--- Exercise materials ---
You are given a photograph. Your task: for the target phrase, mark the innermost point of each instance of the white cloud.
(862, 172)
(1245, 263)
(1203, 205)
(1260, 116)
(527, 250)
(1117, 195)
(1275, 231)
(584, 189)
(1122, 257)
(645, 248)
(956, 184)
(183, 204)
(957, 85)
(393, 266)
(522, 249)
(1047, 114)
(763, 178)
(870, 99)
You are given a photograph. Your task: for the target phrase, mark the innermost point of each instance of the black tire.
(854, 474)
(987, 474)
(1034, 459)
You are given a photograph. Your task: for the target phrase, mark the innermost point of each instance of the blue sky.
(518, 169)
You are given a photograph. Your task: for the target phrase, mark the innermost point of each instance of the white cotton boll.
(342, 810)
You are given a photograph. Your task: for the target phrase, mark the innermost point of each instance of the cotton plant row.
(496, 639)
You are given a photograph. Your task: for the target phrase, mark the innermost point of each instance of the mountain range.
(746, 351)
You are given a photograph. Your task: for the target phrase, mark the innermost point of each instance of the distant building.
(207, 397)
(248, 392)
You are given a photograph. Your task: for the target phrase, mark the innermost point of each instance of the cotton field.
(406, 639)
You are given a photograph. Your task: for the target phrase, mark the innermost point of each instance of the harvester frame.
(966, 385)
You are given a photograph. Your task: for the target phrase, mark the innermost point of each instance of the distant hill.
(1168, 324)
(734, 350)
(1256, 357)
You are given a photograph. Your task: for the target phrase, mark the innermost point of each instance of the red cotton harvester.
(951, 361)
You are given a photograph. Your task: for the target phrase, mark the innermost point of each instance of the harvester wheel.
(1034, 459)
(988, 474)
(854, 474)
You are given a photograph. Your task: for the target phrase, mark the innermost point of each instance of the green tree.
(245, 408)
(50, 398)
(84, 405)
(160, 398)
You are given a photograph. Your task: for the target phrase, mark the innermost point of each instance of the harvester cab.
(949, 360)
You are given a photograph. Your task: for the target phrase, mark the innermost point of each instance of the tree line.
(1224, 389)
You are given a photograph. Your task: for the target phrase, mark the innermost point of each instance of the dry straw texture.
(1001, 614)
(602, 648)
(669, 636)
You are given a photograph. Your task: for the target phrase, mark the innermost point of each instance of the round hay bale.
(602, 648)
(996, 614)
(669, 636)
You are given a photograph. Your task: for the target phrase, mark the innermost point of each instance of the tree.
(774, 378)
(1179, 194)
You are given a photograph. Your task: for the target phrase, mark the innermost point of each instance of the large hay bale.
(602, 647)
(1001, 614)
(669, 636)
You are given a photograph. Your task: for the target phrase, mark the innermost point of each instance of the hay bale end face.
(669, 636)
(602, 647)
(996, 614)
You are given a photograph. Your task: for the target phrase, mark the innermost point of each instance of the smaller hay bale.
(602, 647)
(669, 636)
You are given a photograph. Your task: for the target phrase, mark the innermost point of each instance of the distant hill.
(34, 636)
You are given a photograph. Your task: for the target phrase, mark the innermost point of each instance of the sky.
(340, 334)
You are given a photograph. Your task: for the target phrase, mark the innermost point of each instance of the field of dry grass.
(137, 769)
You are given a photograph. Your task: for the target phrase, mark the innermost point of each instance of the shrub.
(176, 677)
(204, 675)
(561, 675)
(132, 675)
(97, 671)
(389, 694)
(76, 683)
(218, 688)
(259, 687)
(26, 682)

--- Exercise task ---
All of the entries need to be reproduced exactly; please write them out.

--- Task solution ---
You are given a photograph. Your task: for the target phrase, mark the innermost point of each instance of the white cloud.
(862, 172)
(1245, 263)
(1203, 205)
(1260, 116)
(527, 250)
(1117, 195)
(1275, 231)
(584, 189)
(1122, 257)
(645, 248)
(956, 184)
(183, 204)
(957, 85)
(393, 266)
(522, 249)
(1047, 114)
(763, 178)
(870, 99)
You are given a photograph. Your task: for the target phrase, mark the innermost point of each instance of the black tire.
(854, 474)
(987, 474)
(1034, 459)
You are given a photograph. Your task: for the target phrase, mark the innermost point of each instance of the blue sky.
(518, 169)
You are given a photograph. Your task: for the target phrase, mark the innermost point of each instance of the white cotton boll.
(342, 810)
You are given a photograph. Your task: for the target phrase, mark the innermost point of each instance of the cotton plant row.
(496, 639)
You are given a photograph. Your task: for the target phrase, mark the innermost point of each instance of the mountain range.
(746, 351)
You are given a photograph. Your task: for the target phrase, mark the innermost point of each instance of the distant building.
(207, 397)
(248, 392)
You are given a photograph. Your task: for the target phrase, mark the innermost point of each instance of the cotton field.
(406, 639)
You are given a photograph. Your task: for the target phrase, mark the innermost point of each instance of the harvester frame.
(966, 385)
You are given a photograph. Your task: for the target phrase, mark the innermost point of each instance of the distant hill.
(1168, 324)
(734, 350)
(1256, 357)
You are given a photograph. Your task: for the target phrase, mark the innermost point of each instance of the red cotton harvester.
(951, 361)
You are given a photograph. Your task: for the target phrase, mark the innermost point of each instance of the harvester wheel.
(1034, 459)
(988, 474)
(854, 474)
You are given a photograph. Your task: for the target phrase, mark the innermost point of each instance of the green tree.
(245, 408)
(50, 398)
(84, 405)
(160, 398)
You are given a photograph. Your task: for the target phrase, mark the innermost point of each instance of the harvester cab.
(949, 360)
You are given a photograph. Your task: for the target phrase, mark the innermost point of each instance of the tree line.
(1224, 389)
You are given a photograph. Your task: for the target phrase, mark the innermost point of each instance of the dry straw texture.
(1001, 614)
(602, 648)
(669, 636)
You are given a photograph. Your task: for the target phrase, mark the innermost point of each instance of the round hay bale.
(602, 648)
(996, 614)
(669, 636)
You are given a photograph. Your task: for the target phrase, mark the innermost point of each instance of the tree.
(774, 378)
(1179, 194)
You are given a photograph. Your task: for the target phrase, mark the innermost point of each instance of the large hay bale.
(602, 647)
(1001, 614)
(669, 636)
You are given a photograph. Your task: for the target phrase, mark the innermost point of each instance of the hay bale end face.
(669, 636)
(602, 647)
(996, 614)
You are given a photograph. Your task: for the target phrase, mark the innermost point of each instance of the smaller hay bale.
(602, 647)
(669, 636)
You are given a photograph. Your task: for the target phrase, mark the innermost point of each instance of the distant hill.
(34, 636)
You are given a photograph. Your task: for the target phrase, mark the innermost point of each instance of the sky.
(340, 334)
You are given a photograph. Your task: for the target phrase, mark the innermost point of each instance of the field of dry grass.
(137, 769)
You are given a photograph. Your task: for the target phrase, mark the innermost point of each instance of the shrub.
(176, 677)
(204, 675)
(561, 675)
(132, 675)
(97, 671)
(389, 694)
(76, 683)
(218, 688)
(259, 687)
(26, 682)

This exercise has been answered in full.